-- How to complete this task --
Using the material below, print the line that contains "k so looking at the picture above, point out the orange", the line that contains "claw with a bounding box", and every line in between, exactly and nothing else.
[Excerpted data]
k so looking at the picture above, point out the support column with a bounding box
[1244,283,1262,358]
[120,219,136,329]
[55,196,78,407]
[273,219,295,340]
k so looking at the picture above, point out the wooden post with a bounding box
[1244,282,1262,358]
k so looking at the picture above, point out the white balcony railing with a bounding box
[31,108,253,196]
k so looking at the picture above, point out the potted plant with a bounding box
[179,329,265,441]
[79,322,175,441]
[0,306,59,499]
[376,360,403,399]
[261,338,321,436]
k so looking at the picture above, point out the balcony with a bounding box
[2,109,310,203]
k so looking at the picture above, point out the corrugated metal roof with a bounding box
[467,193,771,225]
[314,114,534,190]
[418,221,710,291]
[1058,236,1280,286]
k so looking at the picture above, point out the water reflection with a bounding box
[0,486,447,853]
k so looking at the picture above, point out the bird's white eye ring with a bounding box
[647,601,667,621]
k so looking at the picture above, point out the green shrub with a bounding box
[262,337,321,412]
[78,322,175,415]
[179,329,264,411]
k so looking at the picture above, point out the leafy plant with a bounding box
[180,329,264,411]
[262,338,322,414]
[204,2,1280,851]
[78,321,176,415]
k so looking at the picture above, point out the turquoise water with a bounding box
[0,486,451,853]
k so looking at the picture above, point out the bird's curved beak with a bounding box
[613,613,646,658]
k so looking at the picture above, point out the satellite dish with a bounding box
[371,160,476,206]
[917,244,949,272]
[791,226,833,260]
[/Excerpted data]
[Excerpted data]
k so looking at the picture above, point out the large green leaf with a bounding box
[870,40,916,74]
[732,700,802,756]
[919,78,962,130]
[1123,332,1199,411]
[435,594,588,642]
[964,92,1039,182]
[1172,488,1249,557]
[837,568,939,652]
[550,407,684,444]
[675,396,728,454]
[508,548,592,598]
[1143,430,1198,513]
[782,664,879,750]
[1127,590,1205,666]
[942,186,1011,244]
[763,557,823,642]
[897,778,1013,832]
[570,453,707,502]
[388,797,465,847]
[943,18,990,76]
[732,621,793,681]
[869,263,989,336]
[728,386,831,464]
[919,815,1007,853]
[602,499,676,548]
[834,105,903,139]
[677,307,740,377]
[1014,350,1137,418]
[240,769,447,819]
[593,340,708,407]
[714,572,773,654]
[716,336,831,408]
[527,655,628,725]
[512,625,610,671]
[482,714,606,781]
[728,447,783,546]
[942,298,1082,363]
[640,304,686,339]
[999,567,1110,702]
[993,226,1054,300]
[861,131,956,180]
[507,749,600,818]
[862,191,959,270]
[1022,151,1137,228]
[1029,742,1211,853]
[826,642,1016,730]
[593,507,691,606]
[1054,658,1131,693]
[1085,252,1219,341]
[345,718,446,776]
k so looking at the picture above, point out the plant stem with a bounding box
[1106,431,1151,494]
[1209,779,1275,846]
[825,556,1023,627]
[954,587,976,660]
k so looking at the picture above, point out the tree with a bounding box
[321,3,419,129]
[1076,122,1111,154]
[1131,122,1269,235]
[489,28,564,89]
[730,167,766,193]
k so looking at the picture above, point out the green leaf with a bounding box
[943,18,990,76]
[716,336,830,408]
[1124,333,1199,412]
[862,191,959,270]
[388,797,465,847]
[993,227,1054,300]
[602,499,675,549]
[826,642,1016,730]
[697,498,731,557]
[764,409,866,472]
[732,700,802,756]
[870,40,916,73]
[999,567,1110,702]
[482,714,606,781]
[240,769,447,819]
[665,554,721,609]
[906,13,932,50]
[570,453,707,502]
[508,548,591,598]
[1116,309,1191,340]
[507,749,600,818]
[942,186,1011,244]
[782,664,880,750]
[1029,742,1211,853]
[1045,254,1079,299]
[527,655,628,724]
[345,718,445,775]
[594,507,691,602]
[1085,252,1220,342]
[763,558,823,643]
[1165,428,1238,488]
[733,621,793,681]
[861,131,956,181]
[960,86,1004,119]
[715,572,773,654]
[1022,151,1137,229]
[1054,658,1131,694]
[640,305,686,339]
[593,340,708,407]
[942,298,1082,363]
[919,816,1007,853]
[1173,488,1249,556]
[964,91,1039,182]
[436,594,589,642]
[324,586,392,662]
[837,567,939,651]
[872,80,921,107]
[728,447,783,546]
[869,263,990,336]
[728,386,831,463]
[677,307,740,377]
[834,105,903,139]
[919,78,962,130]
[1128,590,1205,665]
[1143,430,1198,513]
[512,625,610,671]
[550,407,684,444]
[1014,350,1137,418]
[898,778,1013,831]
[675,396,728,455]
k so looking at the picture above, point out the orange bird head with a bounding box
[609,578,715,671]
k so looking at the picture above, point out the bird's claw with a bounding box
[/Excerpted data]
[Excerpted data]
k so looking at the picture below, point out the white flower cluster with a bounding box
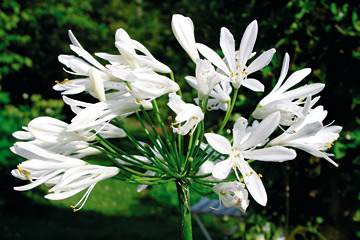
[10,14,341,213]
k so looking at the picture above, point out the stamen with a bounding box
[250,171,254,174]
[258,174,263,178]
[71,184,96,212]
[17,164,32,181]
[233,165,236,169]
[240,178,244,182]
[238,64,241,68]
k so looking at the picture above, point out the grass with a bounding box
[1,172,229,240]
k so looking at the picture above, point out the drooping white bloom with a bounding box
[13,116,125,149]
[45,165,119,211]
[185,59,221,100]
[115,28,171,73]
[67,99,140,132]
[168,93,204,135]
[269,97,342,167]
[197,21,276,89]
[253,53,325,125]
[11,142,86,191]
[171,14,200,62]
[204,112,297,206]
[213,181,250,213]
[/Excerpted data]
-- Response to this exercise --
k so looking at the picture above, point out the orange bird head with a bounding box
[609,578,715,671]
k so looking at the picture above, point out the bird's claw with a bounding box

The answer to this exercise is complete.